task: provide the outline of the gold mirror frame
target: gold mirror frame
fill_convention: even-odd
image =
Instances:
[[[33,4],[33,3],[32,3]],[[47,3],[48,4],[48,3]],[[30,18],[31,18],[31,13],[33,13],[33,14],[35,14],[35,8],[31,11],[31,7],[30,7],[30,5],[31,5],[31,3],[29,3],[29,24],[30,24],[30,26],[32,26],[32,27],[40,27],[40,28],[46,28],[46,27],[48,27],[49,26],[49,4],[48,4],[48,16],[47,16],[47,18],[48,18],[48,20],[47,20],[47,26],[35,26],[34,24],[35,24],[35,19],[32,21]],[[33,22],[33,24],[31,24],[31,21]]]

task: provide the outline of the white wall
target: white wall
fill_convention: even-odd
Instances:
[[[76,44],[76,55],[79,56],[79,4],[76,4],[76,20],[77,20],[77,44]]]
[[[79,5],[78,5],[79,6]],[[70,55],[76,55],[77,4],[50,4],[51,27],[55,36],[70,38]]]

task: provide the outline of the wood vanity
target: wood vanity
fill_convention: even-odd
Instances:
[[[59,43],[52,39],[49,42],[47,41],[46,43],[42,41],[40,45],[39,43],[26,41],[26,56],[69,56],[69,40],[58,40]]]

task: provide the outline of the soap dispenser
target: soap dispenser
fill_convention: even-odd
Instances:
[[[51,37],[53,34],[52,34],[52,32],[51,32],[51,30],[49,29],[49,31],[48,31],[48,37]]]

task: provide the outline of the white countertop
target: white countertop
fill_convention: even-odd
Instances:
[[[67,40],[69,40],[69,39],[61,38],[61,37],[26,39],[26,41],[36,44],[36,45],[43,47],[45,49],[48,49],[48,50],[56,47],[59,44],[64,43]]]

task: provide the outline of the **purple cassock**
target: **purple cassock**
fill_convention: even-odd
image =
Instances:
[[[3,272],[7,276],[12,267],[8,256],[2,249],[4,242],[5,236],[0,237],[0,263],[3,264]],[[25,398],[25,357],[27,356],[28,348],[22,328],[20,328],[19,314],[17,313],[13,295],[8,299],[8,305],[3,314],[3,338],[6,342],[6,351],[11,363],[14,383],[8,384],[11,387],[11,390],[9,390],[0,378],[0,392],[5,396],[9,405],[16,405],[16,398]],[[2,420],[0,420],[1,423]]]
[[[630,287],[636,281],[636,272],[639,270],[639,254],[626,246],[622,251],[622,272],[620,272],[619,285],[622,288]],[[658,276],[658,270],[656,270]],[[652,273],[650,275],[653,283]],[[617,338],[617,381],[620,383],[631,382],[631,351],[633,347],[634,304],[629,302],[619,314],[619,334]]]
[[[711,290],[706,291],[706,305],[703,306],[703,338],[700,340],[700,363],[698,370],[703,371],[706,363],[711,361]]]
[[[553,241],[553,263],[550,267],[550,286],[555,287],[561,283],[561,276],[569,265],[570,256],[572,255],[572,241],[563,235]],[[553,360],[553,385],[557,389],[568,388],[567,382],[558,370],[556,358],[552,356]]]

+ + +

Required work
Scan the material above for lines holding "purple" and copy each of them.

Solved exercise
task: provide the outline of the **purple cassock**
target: **purple cassock**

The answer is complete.